Task requirements
Output the material below as a JSON list of strings, with one string per line and no blank lines. Include every line of the material, but leave the pictures out.

Dataset extract
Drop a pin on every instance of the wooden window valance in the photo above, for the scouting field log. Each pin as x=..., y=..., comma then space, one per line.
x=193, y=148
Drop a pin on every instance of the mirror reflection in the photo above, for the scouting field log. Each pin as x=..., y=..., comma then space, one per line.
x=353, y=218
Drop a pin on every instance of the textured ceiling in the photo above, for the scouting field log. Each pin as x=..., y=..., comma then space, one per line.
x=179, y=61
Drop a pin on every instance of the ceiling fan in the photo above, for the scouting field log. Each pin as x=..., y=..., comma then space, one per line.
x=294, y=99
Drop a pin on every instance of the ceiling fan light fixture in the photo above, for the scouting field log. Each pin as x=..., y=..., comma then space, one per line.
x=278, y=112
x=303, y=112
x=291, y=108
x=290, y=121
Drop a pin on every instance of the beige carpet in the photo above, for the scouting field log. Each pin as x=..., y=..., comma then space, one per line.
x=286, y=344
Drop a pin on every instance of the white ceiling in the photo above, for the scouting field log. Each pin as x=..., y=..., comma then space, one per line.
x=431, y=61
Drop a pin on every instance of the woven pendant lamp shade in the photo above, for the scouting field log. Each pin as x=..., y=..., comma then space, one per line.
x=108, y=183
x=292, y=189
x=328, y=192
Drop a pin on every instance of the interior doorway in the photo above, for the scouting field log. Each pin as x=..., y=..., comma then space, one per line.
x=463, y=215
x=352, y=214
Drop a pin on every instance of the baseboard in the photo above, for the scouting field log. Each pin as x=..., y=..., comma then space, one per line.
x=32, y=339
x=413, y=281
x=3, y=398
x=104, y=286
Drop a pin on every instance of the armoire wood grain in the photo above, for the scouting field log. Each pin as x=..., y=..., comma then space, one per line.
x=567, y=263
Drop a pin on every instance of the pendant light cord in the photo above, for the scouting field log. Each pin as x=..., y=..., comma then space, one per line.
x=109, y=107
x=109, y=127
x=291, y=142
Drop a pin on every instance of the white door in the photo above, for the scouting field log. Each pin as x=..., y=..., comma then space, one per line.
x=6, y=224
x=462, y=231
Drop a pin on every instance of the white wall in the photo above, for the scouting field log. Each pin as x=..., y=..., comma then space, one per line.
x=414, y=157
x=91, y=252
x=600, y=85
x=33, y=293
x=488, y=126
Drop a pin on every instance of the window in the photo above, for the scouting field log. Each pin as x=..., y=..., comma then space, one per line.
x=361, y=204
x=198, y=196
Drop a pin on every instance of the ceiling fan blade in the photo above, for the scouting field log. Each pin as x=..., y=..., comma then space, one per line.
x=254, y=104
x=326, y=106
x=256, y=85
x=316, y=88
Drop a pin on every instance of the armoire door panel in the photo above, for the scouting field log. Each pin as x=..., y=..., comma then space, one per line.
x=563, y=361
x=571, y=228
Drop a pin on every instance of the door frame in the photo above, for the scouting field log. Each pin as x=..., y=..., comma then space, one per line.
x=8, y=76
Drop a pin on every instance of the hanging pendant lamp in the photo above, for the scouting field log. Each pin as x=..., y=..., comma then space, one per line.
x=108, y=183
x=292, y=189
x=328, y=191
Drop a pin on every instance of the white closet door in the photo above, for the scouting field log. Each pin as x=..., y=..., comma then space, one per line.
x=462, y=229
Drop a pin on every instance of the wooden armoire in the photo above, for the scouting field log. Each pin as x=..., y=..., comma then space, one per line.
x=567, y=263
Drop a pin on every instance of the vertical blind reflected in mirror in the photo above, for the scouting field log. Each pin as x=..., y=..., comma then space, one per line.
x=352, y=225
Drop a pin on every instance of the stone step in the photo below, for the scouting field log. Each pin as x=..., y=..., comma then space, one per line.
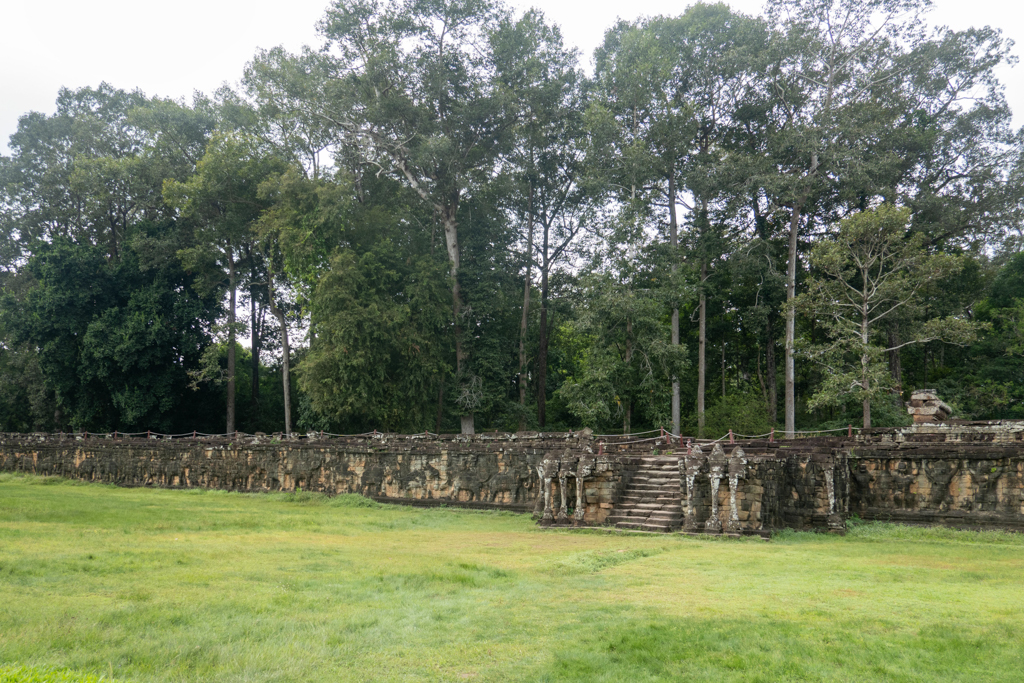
x=616, y=519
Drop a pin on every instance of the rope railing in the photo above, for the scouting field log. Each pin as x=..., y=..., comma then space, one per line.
x=663, y=434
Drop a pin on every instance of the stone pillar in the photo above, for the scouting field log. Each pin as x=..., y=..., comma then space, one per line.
x=689, y=467
x=837, y=524
x=584, y=469
x=563, y=512
x=716, y=466
x=539, y=506
x=549, y=471
x=737, y=470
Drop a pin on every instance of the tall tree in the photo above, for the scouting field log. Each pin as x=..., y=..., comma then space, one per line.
x=222, y=200
x=870, y=271
x=417, y=92
x=553, y=190
x=833, y=74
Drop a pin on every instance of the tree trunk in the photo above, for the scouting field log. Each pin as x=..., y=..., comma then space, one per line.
x=864, y=381
x=524, y=323
x=440, y=408
x=230, y=341
x=701, y=347
x=791, y=326
x=865, y=385
x=771, y=373
x=723, y=369
x=286, y=353
x=674, y=233
x=461, y=356
x=542, y=352
x=628, y=399
x=254, y=344
x=895, y=367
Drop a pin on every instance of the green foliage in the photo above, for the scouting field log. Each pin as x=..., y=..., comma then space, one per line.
x=115, y=339
x=625, y=359
x=869, y=271
x=742, y=413
x=381, y=323
x=399, y=194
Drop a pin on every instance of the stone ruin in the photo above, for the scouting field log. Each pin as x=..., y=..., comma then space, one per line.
x=938, y=471
x=926, y=408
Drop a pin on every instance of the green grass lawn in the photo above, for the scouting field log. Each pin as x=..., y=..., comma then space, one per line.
x=143, y=585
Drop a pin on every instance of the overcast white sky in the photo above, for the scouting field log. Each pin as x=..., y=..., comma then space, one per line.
x=171, y=49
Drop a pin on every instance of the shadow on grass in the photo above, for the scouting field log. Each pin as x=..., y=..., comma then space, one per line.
x=771, y=650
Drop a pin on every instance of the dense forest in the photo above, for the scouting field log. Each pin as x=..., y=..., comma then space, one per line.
x=438, y=220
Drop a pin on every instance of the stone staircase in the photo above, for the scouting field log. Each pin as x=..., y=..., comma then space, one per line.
x=651, y=502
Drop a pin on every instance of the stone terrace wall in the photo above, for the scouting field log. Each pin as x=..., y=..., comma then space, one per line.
x=478, y=471
x=966, y=474
x=953, y=473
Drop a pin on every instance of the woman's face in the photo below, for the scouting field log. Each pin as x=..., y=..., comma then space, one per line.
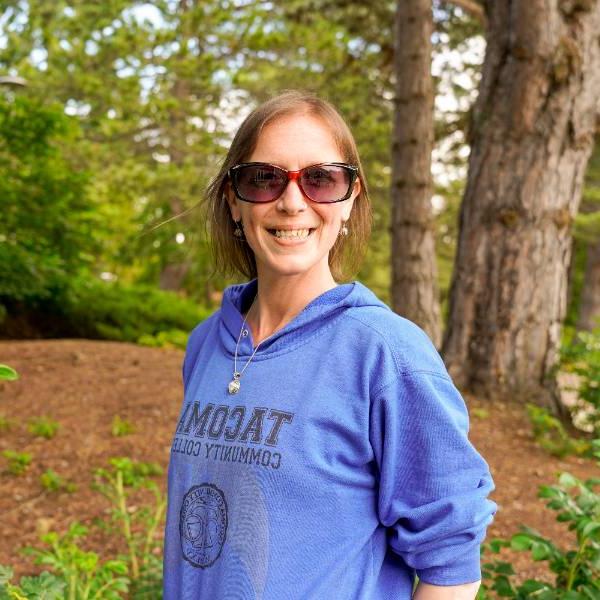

Result of the exercise
[
  "Drop a pin on every instance of the wooden window valance in the photo above, for the scouting field log. Each pin as x=..., y=..., comma then space, one per line.",
  "x=193, y=148",
  "Drop a pin on every instance of the mirror reflection in the photo above, for the scouting field log. Each pin as x=..., y=..., comma then space, one per line.",
  "x=353, y=218",
  "Drop a pin on every instance of the textured ceiling in the photo above, for the scouting field log. Each pin as x=..., y=..., comma then space, one per line.",
  "x=179, y=61",
  "Drop a pin on every instance of the ceiling fan in the photo above, for the scouting field log. Each pin as x=..., y=..., comma then space, one per line.",
  "x=294, y=99",
  "Drop a pin on every instance of the ceiling fan light fixture in the photo above, for the scouting field log. Each pin as x=..., y=..., comma then space, one per line.",
  "x=278, y=112",
  "x=303, y=112",
  "x=291, y=108",
  "x=290, y=121",
  "Drop a pin on every instance of the beige carpet in the photo above, for the scouting field log. Each pin as x=..., y=..., comma then space, one per line.",
  "x=286, y=344",
  "Drop a pin on every instance of the white ceiling in the photo above, for the scouting field log. Each pin as x=..., y=..., comma then space, one per line.",
  "x=431, y=61",
  "Drop a pin on every instance of the woven pendant lamp shade in the photo above, for the scouting field log. Each pin as x=..., y=..., comma then space, one per line.",
  "x=108, y=183",
  "x=292, y=189",
  "x=328, y=192",
  "Drop a pin on every instance of the interior doorway in the photo above, for the scouting field log. Each pin as x=..., y=..., comma then space, one per line.",
  "x=463, y=215",
  "x=352, y=214",
  "Drop a pin on every instance of the baseboard in the photo above, for the scouting field log. Each pin as x=..., y=..., comma then space, one per line.",
  "x=32, y=339",
  "x=413, y=281",
  "x=3, y=398",
  "x=104, y=286",
  "Drop a pin on every instance of the armoire wood grain in the photo above, for the scouting field log. Each pin as x=..., y=..., comma then space, one per line.",
  "x=567, y=263",
  "Drop a pin on every instance of the pendant light cord in the photo above, for the scouting field log. Each pin as x=..., y=..., comma then space, one per line.",
  "x=109, y=107",
  "x=109, y=127",
  "x=291, y=142",
  "Drop a pin on every instance of the white door in the photo above, for the scouting field log. Each pin as x=..., y=..., comma then space, one per line.",
  "x=6, y=224",
  "x=462, y=231",
  "Drop a pin on every instance of the white wall in the photo above, for the scouting field log. Each pin as x=..., y=..., comma then space, one per line.",
  "x=414, y=157",
  "x=91, y=252",
  "x=600, y=85",
  "x=33, y=293",
  "x=488, y=126",
  "Drop a pin on every instance of the window in the photo above, for the scouting field log. Each pin as x=..., y=..., comma then space, one per line.",
  "x=361, y=204",
  "x=198, y=196",
  "Drop a pin on every instance of the ceiling fan blade in the photo above, for the scouting field log. Each pin as x=..., y=..., comma then space, one per line.",
  "x=254, y=104",
  "x=326, y=106",
  "x=256, y=85",
  "x=316, y=88",
  "Drop a pin on every instance of the armoire door panel in the photo above, for the scouting field log. Each pin as x=..., y=..., comma then space, one per line.",
  "x=563, y=361",
  "x=571, y=228",
  "Drop a pin on every instance of the door frame in the photo above, for the scouting field log. Each pin as x=..., y=..., comma then space, one per line.",
  "x=8, y=76",
  "Drop a pin on every instance of the hanging pendant lamp in the photo above, for the scouting field log. Each pin as x=..., y=..., comma then space, one per line.",
  "x=108, y=183",
  "x=292, y=189",
  "x=328, y=191",
  "Drop a pin on every instance of the white closet door in the photo above, for the scouting field log. Each pin as x=..., y=..., comma then space, one per line.",
  "x=462, y=229",
  "Drop a pin on every instance of the wooden armoire in the photo above, for the scouting field log. Each pin as x=..., y=..., comma then space, one per line.",
  "x=567, y=263",
  "Drop a pin on every instance of the vertical blind reflected in mirror in the photo above, for the scouting field log. Each pin as x=..., y=..., comma then space, one per line.",
  "x=352, y=225",
  "Drop a pin on every instance of the stone step in the photo below, for the scouting field log. Each pin as x=..., y=..., comma then space, one per line.",
  "x=616, y=519",
  "Drop a pin on every instance of the rope railing in the photo above, for the scouting field log. Each pin as x=..., y=..., comma then space, one per line.",
  "x=663, y=434",
  "Drop a pin on every instance of the stone pillar in the photo above, for the scouting field log. Each pin as x=..., y=..., comma then space, one per line.",
  "x=689, y=467",
  "x=837, y=524",
  "x=584, y=469",
  "x=563, y=512",
  "x=716, y=466",
  "x=539, y=506",
  "x=549, y=471",
  "x=737, y=470",
  "Drop a pin on every instance of the tall tree in the photo above, for the scouting field log. Each pin as x=..., y=..., comma then space, one per line.",
  "x=222, y=200",
  "x=870, y=271",
  "x=417, y=92",
  "x=553, y=190",
  "x=833, y=74",
  "Drop a pin on every instance of the tree trunk in the photo above, for the scouting field log. Each pin as x=..., y=..., comma then space, one per line.",
  "x=864, y=381",
  "x=524, y=323",
  "x=440, y=408",
  "x=230, y=341",
  "x=701, y=347",
  "x=791, y=326",
  "x=865, y=385",
  "x=771, y=373",
  "x=723, y=369",
  "x=286, y=353",
  "x=674, y=233",
  "x=461, y=356",
  "x=542, y=352",
  "x=628, y=399",
  "x=254, y=344",
  "x=895, y=367",
  "Drop a pin on every instance of the green foliage in the photo above, for the scouting field log. Each pin as x=..., y=..., comma then space, one per line.",
  "x=115, y=339",
  "x=625, y=359",
  "x=869, y=271",
  "x=742, y=413",
  "x=381, y=323",
  "x=399, y=194",
  "Drop a pin on every instance of the stone ruin in the photo above, for the scouting field log. Each pin as x=..., y=..., comma then space, one per line.",
  "x=938, y=471",
  "x=926, y=408",
  "Drop a pin on every instance of the green grass lawn in the photo above, for the scouting field log. Each pin as x=..., y=..., comma then space, one per line.",
  "x=143, y=585",
  "Drop a pin on every instance of the overcast white sky in the photo above, for the scouting field log. Each pin as x=..., y=..., comma then space, one per line.",
  "x=171, y=49",
  "Drop a pin on every instance of the shadow on grass in the photo above, for the scouting field log. Each pin as x=..., y=..., comma then space, one per line.",
  "x=771, y=650",
  "Drop a pin on every instance of the dense forest in the photo above, for the scouting field log. Each pin as x=..., y=..., comma then space, one per line.",
  "x=438, y=220",
  "Drop a pin on every instance of the stone staircase in the photo above, for the scouting field log. Each pin as x=..., y=..., comma then space, one per line.",
  "x=651, y=502",
  "Drop a pin on every instance of the stone terrace wall in the photo above, for the scouting field log. Each pin as x=..., y=..., comma then space, one per line.",
  "x=478, y=471",
  "x=966, y=474",
  "x=953, y=473",
  "Drop a pin on every instance of the woman's face in the photo below, for the scouting field log. Each pin as x=..., y=..., comma then space, one per line."
]